Le mouvement de grève a peut-être été encouragé aussi par le fait qu’en règle générale les revendications ont été satisfaites assez vite : il n’était point question, évidemment, de laisser ralentir ou stopper la production d’armes et de munitions. “ Si les femmes qui travaillent dans les usines s’arrêtaient vingt minutes, les Alliés perdraient la guerre ”, avait dit Joffre un jour. La main-d’œuvre était bien entendu devenue essentiellement féminine, cependant les ouvriers spécialisés indispensables avaient bénéficié d’un sursis et été maintenus à l’usine. Mais leurs salaires avaient été réduits de 25 % à 50 % alors que leurs horaires étaient alourdis. Récriminer eût été courir le risque d’être envoyé au front, c’est pourquoi les femmes ont joué un rôle prépondérant dans ces grèves.
La guerre n’appauvrit pas tout le monde, comme toujours elle sécrète de nouveaux riches: Louis Renault qui construit des chars, André Citroën qui produit des obus, Marcel Boussac qui à partir de 1915 bâtit une immense fortune presque uniquement avec la toile d’avion. Paris vit étroitement, le Tout-Paris s’amuse. La disette allait se prolonger bien après l’armistice, mais les restaurants chics n’ont jamais manqué de rien, surtout pas de clients. Ainsi le 29 septembre 1916 Prunier refuse du monde et, impitoyable, “ jette les gens à la rue sous l’averse ”.

(COURT EXERCICE A):
Citez en entier l'extrait ci-dessus sur les grèves et les nouveaux riches de la guerre, mot pour mot.

(DONNÉES):
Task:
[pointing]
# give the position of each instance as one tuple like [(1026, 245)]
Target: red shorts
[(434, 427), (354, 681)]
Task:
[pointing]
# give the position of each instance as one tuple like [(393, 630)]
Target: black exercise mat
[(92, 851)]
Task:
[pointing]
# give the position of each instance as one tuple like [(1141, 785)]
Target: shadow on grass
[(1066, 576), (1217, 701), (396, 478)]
* * *
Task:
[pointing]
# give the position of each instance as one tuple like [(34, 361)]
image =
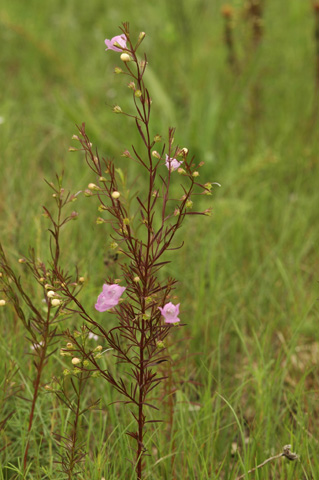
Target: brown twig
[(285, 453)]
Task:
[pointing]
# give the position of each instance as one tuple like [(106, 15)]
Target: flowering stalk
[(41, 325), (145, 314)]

(COURT EXERCICE B):
Trouvez dans les lignes ci-dessus toutes celles qui contiennent le mot « Target », puis recopiez-les. Tenez compte des majuscules et des minuscules.

(RÉPONSE ÉCRITE A):
Le mouvement de grève a peut-être été encouragé aussi par le fait qu’en règle générale les revendications ont été satisfaites assez vite : il n’était point question, évidemment, de laisser ralentir ou stopper la production d’armes et de munitions. “ Si les femmes qui travaillent dans les usines s’arrêtaient vingt minutes, les Alliés perdraient la guerre ”, avait dit Joffre un jour. La main-d’œuvre était bien entendu devenue essentiellement féminine, cependant les ouvriers spécialisés indispensables avaient bénéficié d’un sursis et été maintenus à l’usine. Mais leurs salaires avaient été réduits de 25 % à 50 % alors que leurs horaires étaient alourdis. Récriminer eût été courir le risque d’être envoyé au front, c’est pourquoi les femmes ont joué un rôle prépondérant dans ces grèves.
La guerre n’appauvrit pas tout le monde, comme toujours elle sécrète de nouveaux riches: Louis Renault qui construit des chars, André Citroën qui produit des obus, Marcel Boussac qui à partir de 1915 bâtit une immense fortune presque uniquement avec la toile d’avion. Paris vit étroitement, le Tout-Paris s’amuse. La disette allait se prolonger bien après l’armistice, mais les restaurants chics n’ont jamais manqué de rien, surtout pas de clients. Ainsi le 29 septembre 1916 Prunier refuse du monde et, impitoyable, “ jette les gens à la rue sous l’averse ”.

(RÉPONSE ÉCRITE B):
Target: red shorts
Target: black exercise mat
Target: shadow on grass
Target: brown twig
Target: flowering stalk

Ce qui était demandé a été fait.